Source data
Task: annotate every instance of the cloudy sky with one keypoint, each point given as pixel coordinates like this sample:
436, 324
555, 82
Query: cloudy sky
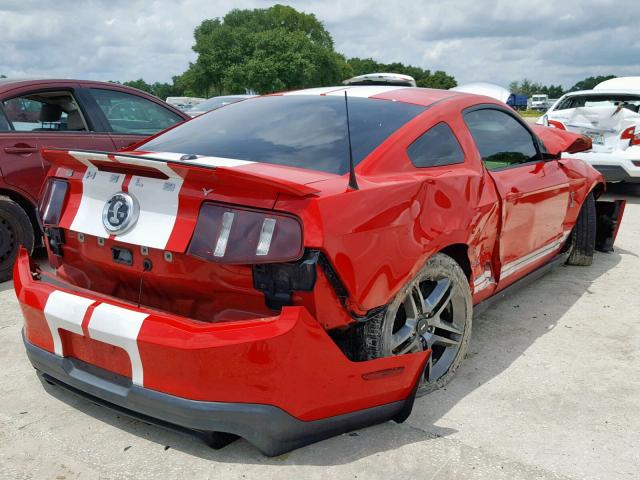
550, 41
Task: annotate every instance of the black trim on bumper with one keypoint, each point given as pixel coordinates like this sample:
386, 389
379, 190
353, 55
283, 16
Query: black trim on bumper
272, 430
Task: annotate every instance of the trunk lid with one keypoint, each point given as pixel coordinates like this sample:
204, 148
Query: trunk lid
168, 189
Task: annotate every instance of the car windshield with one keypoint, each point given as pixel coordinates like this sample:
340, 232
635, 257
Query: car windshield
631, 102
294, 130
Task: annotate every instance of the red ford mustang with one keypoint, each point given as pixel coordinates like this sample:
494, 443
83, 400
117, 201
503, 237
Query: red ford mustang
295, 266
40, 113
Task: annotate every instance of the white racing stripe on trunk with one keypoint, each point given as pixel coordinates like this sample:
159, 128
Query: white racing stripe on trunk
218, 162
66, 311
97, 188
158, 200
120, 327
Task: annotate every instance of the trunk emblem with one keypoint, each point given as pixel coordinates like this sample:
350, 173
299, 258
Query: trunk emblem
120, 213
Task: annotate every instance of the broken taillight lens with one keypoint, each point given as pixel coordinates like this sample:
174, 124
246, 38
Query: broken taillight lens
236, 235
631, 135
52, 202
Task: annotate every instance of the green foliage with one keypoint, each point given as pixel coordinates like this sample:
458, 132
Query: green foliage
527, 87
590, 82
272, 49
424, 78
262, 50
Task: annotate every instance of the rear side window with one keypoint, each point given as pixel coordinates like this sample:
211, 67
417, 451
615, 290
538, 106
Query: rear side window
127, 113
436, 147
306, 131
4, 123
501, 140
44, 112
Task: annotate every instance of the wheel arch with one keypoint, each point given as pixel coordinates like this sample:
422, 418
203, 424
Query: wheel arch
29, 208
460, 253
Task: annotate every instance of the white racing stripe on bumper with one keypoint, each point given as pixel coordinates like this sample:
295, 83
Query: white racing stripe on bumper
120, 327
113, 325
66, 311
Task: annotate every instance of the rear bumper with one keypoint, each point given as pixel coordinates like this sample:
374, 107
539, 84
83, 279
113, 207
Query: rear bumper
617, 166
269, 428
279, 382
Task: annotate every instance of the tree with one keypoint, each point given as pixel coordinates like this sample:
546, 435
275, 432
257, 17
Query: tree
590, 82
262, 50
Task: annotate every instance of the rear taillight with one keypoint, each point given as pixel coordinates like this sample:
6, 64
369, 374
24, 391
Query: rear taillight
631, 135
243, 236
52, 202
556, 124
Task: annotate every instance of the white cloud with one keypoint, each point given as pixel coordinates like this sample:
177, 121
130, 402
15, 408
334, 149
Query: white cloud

- **Aim of the exercise**
All the records need to be retyped word for word, except for the pictures.

- **Solution to the exercise**
Task: annotate every instance of the cloudy sky with one keypoint, each point given as pixel coordinates like this sample:
436, 324
555, 82
Query: cloudy sky
550, 41
Task: annotate every instance of the black trim on bumper with one keypoint, each point given as pixel coordinates like this sample:
386, 389
379, 190
353, 55
283, 16
Query: black trim on bumper
272, 430
Task: annotate every instance of the trunk lid with one keypoint, each point given as pixel coordinates like this sample:
204, 148
Query: trunk lid
168, 189
Task: annotate every instance of the car windshield with one keypoint, each point given as pixel coordinates like this sample:
340, 232
635, 257
Query: car windshield
631, 102
294, 130
Task: annotate every instance of the red ford mustang with one keypoint, each point given as pixel coordinates like this sample:
494, 443
83, 400
117, 201
503, 237
Query: red ford mustang
295, 266
40, 113
Task: annotate every instance of the white racing stripe on trunk with one keypoint, each point given as pixel coordinates like this sample:
159, 128
Query: white racing stripe on trunk
218, 162
66, 311
97, 188
158, 200
120, 327
Task: annotate every instance of the trunk emblem with one keypoint, each point given as pixel coordinates like this sample:
350, 173
299, 258
Query: trunk emblem
120, 213
Task: annotate every instance of the broken taillight lens with one keypoint, each point given as pixel coordinates like this sample:
174, 124
246, 38
Query: broken taillight lens
236, 235
631, 135
52, 202
Task: annotate every instance of the green foliage with one keypoint, each point given as pixel coordinates like this sample:
458, 132
Query: green foliage
527, 87
590, 82
272, 49
424, 78
262, 50
Task: annotate every instance of the rear side window with one keypoint, each point given as pixel coordinates like this sample:
211, 67
417, 451
615, 290
538, 106
Query: rear side window
127, 113
436, 147
306, 131
4, 123
501, 140
44, 112
Task: annotate every instance of the wheel arch with one keypoint, each point given as pixel coordinates like this sample:
422, 418
203, 424
Query: wheel arch
29, 208
460, 253
Task: annotate every instance of the white racing stripe on bumper with one keypoint, each point given as pixel coordinates like this sample:
295, 83
Query: white racing stripe on bumper
120, 327
113, 325
66, 311
Task: annotate every instance of the rear bumper with one keypoint, each point given as pixel coordinates like this sample:
374, 107
539, 84
83, 279
113, 207
Query: rear bumper
617, 166
269, 428
279, 382
Task: annotate every instance of the tree with one keypoint, each point given as pixel coordinates like this sample:
546, 435
275, 432
257, 17
Query: tree
590, 82
262, 50
Task: annotate every instance of the rear taillight with one keypoint, each point given as pixel coordinates like this sample:
6, 64
369, 374
24, 391
Query: rear taillight
631, 135
243, 236
52, 202
556, 124
Task: annotate every instance of the white cloud with one keypoint, each point given as pixel coordinates like this sample:
177, 121
130, 402
15, 408
334, 149
Query: white cloud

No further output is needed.